■ **Task to carry out**:
Would you write out the data below exactly, with every line intact?

+ + + +

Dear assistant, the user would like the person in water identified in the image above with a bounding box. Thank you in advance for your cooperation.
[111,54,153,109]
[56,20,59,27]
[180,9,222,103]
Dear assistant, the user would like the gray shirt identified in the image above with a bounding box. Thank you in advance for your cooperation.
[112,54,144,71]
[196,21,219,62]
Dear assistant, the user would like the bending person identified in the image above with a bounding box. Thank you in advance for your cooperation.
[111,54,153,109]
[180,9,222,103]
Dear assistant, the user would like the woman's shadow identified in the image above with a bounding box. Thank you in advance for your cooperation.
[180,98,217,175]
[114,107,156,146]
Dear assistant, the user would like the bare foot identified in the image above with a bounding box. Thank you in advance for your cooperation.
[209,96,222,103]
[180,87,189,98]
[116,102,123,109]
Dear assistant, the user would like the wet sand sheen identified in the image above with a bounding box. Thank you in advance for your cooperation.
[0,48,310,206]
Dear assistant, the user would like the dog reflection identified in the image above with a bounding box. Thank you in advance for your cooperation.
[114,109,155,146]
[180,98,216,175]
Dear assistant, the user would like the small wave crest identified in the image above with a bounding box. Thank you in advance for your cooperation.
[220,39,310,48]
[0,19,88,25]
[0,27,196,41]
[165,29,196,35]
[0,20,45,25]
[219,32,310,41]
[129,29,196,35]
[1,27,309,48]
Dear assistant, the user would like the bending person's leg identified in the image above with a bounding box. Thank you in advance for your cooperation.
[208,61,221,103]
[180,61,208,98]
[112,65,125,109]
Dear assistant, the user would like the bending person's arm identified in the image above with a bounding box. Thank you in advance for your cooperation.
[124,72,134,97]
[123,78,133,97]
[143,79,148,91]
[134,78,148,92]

+ + + +

■ **Result**:
Dear assistant, the user would like the person in water identified in the image above with a bounding box. Thank you in advance for your cooperation.
[111,54,153,109]
[56,20,59,27]
[180,9,222,103]
Dear assistant, the user would like the gray shirt identified in the image above with a bounding box. Thank you in advance for your cooperation.
[112,54,144,71]
[196,21,219,62]
Dear assistant, the user would like the bending person identified in the image above with a bounding box. Thank you in advance for your cooperation.
[111,54,153,109]
[180,9,222,103]
Dear assistant, the user would like the woman's shadow identified in the image above with a bounding box. Thank you in advance for your cooperation.
[180,98,217,175]
[114,107,156,146]
Dear assistant, the user would like the bare foot identified in the image above with a bounding box. Thank you in advance for your cooperation.
[209,96,222,103]
[180,87,189,98]
[116,102,123,109]
Dear assistant, the user would like the wet sand sheen identified in the image above with a bounding box. Thank you in advance for your cooperation.
[0,48,310,206]
Dear assistant, the user would like the dog reflection identified in the image above with a bounding box. Thank you in advance for your cooperation.
[114,109,155,146]
[180,98,216,175]
Dear assistant, the user would like the small wave crest identified in the image above with a bounding box. Thank you in advance for your cooperation.
[220,39,310,48]
[0,19,88,25]
[0,27,196,41]
[165,29,196,35]
[0,20,45,25]
[219,32,310,41]
[129,29,196,35]
[1,27,309,48]
Dear assistant, the user would like the bending person's leg identified in the image above with a bounding box. Thank you in advance for your cooperation.
[208,61,221,103]
[180,61,208,98]
[112,65,125,109]
Dear assistant, the user would like the bending person's arm identified in the image above with a bounding box. Thank you in advance for your cooperation.
[124,72,134,97]
[123,78,133,97]
[143,79,148,91]
[134,78,148,92]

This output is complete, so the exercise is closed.